Segment Start: DATA

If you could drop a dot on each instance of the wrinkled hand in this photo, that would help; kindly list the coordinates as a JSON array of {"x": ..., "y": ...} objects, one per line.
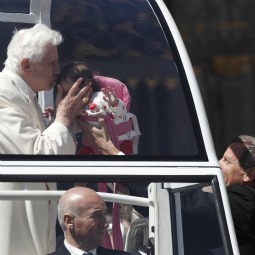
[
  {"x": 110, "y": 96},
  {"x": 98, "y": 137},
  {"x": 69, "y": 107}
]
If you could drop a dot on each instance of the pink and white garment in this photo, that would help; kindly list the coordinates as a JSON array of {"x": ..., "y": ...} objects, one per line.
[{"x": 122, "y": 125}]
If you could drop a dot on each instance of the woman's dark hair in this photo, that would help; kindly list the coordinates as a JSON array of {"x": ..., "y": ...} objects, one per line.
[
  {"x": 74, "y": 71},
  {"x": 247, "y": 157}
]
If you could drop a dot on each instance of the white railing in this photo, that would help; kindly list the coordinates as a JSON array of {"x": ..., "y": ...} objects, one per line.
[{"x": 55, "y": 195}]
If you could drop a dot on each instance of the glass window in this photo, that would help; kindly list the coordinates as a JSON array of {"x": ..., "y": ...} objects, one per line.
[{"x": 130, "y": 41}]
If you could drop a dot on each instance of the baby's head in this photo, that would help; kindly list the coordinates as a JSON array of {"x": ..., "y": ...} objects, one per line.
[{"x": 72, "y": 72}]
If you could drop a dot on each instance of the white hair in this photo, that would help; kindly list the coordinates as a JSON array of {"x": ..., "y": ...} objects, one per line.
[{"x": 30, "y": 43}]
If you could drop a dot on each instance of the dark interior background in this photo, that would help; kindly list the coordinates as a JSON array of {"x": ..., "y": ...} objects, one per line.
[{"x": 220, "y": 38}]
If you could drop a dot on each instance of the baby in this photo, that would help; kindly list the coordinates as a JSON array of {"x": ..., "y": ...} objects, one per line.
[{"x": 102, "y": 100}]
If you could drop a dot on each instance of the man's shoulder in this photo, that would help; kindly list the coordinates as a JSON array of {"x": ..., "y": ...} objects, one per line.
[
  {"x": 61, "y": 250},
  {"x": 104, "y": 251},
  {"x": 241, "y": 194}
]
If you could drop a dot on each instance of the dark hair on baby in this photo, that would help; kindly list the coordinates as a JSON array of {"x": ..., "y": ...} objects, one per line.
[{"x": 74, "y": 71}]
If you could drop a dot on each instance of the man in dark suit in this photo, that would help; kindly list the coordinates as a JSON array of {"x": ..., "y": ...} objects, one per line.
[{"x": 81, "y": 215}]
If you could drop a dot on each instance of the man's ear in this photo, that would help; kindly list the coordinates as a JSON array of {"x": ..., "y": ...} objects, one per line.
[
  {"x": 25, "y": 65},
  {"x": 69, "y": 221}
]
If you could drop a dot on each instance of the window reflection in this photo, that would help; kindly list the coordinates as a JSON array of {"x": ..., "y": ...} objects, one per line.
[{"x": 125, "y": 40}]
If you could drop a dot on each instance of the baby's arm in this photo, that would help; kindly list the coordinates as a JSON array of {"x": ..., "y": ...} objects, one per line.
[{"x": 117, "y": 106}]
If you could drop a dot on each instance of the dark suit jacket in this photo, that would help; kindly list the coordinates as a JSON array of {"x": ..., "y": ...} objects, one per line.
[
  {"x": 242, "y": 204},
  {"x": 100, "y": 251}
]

Segment End: DATA

■ WHAT YOU SHOULD DO ■
All of the entries, apart from the pictures, must be returned exactly.

■ RESULT ■
If you could drop a dot on each instance of the wrinkled hand in this photo, that would help; kindly list the coordinates as a JSON array of {"x": ..., "y": ...} objects, one per line.
[
  {"x": 110, "y": 96},
  {"x": 98, "y": 137},
  {"x": 69, "y": 107}
]
If you could drop a dot on each instance of the pink and white garment in this photo, that would help; kindly list the coordinates as a JSON array of {"x": ..., "y": ...} objects, one per line.
[{"x": 122, "y": 125}]
If you could drop a dot on each instance of the woman's dark hair in this photo, that would help; kindly list the coordinates as a JSON array of {"x": ..., "y": ...} objects, one per line.
[
  {"x": 74, "y": 71},
  {"x": 247, "y": 157}
]
If you could drop a dot on each instance of the white railing in this photo, that would help; kindly list the coordinates as a JSON array of {"x": ..., "y": ...} objects, one per line.
[{"x": 55, "y": 195}]
If you could drop a dot on each instance of the glass window in this photo, that would help; kindly list the coordinates as a JSON array of {"x": ..., "y": ...} objects, one per line.
[{"x": 130, "y": 41}]
If you could drop a dot on each instance of the baby's head in this photo, that would help; kindly list the coordinates as a JSON array of {"x": ..., "y": ...} objects, one per line.
[{"x": 72, "y": 72}]
If you could drop a dot on each instance of the white hair in this photo, that would help; kindly list the coordinates as a JSON array of {"x": ..., "y": ...} objects, one per line.
[{"x": 30, "y": 43}]
If you could drop a dot on each instance of the dark interior background in this photo, that would help; kindly list the coordinates as a JSON array of {"x": ..., "y": ...} objects, one per line.
[{"x": 220, "y": 38}]
If you could drop a dot on each instance of the baby in this photo, that would help; kindly list the coordinates as a JSON array of {"x": ..., "y": ...} objects, one per line.
[{"x": 102, "y": 100}]
If you could drop a dot on each instance of the man's shoulder in this photo, that would help; kindly list the coordinates as a JSON array of {"x": ..., "y": ...} objects, one per line.
[
  {"x": 61, "y": 250},
  {"x": 104, "y": 251},
  {"x": 241, "y": 194}
]
If you could drop a dot on each instance of the dark hair on baby in this photo, that would help; kindly list the coordinates as a JSON array of {"x": ..., "y": ...} objects, one per line.
[{"x": 74, "y": 71}]
If you could drop a dot on each instance of the man in dark suit in this photo, that would help; kindly list the coordinates as a JSON array of {"x": ..., "y": ...} objects, one per line.
[{"x": 81, "y": 215}]
If you could drop a dot on each instance of the man's ear in this photo, that would help; kindly list the coordinates as a JSON array of {"x": ..., "y": ...} objects, one per line.
[
  {"x": 25, "y": 65},
  {"x": 69, "y": 221}
]
If you could drop a dot on each instance of the window reflection in this photo, that would help; kindly list the coordinates as a JSON array of {"x": ..., "y": ...} objects, one per line.
[{"x": 125, "y": 40}]
If you could drop a dot on each instance of the baby's arm in this photo, that would help; kindly list the coordinates as a JSON array of {"x": ..., "y": ...} objects, one per line.
[{"x": 117, "y": 106}]
If you could drop a dot on each instance of the dark suit jacket in this photo, that would help; kindly list the coordinates as a JSON array of {"x": ..., "y": ...} objects, one per line.
[
  {"x": 242, "y": 204},
  {"x": 100, "y": 251}
]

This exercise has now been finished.